What you will do:
Transcribe the records below in full; pictures stay out of the copy.

Working data:
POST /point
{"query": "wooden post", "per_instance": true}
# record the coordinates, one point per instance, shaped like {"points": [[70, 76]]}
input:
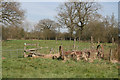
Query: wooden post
{"points": [[70, 39], [91, 39], [25, 49], [98, 41], [61, 41], [110, 55], [92, 45], [79, 39], [56, 40], [113, 41], [74, 42]]}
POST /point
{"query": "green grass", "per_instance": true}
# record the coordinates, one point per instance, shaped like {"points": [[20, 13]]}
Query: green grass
{"points": [[48, 68]]}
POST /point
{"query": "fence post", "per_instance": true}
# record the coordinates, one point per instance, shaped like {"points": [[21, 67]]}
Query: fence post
{"points": [[74, 43], [110, 55], [92, 45], [113, 41], [56, 40]]}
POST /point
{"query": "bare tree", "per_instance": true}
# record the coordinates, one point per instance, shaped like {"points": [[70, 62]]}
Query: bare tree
{"points": [[47, 27], [11, 13], [75, 15]]}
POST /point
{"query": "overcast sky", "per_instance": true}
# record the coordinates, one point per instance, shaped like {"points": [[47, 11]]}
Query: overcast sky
{"points": [[36, 11]]}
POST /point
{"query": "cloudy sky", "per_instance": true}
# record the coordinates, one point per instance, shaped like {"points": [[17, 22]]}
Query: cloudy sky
{"points": [[36, 11]]}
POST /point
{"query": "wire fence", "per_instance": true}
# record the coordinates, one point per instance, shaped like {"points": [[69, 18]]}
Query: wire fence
{"points": [[16, 53]]}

Answer below:
POST /point
{"query": "wooden post", "per_instance": true}
# record the coordinates, one point per instance, shaped like {"points": [[70, 76]]}
input:
Query: wooden post
{"points": [[70, 39], [91, 39], [25, 49], [98, 41], [61, 41], [110, 55], [92, 45], [79, 39], [56, 40], [113, 41], [74, 42]]}
POST /point
{"query": "green grass", "per_instance": true}
# record the coordinates, one point per instance, shaped like {"points": [[20, 13]]}
Query: green grass
{"points": [[48, 68]]}
POST /point
{"query": "fence post", "per_instance": true}
# record the coordinates, one point per instance, shaped like {"points": [[21, 67]]}
Query: fence post
{"points": [[74, 43], [110, 55], [92, 45], [113, 41], [56, 40]]}
POST /point
{"query": "bare tree", "per_instance": true}
# record the coordinates, one point per instance, shaped like {"points": [[70, 62]]}
Query: bare tree
{"points": [[47, 27], [11, 13], [75, 15]]}
POST /point
{"query": "overcast sky", "per_instance": true}
# record the coordinates, one point per instance, shaped like {"points": [[47, 11]]}
Query: overcast sky
{"points": [[36, 11]]}
POST /point
{"query": "cloudy sky", "per_instance": true}
# record the coordinates, one point per instance, shaped like {"points": [[17, 22]]}
Query: cloudy sky
{"points": [[36, 11]]}
POST /point
{"query": "wire fence", "per_instance": true}
# record the coordinates, one point per instance, shaped like {"points": [[69, 18]]}
Query: wire fence
{"points": [[16, 53]]}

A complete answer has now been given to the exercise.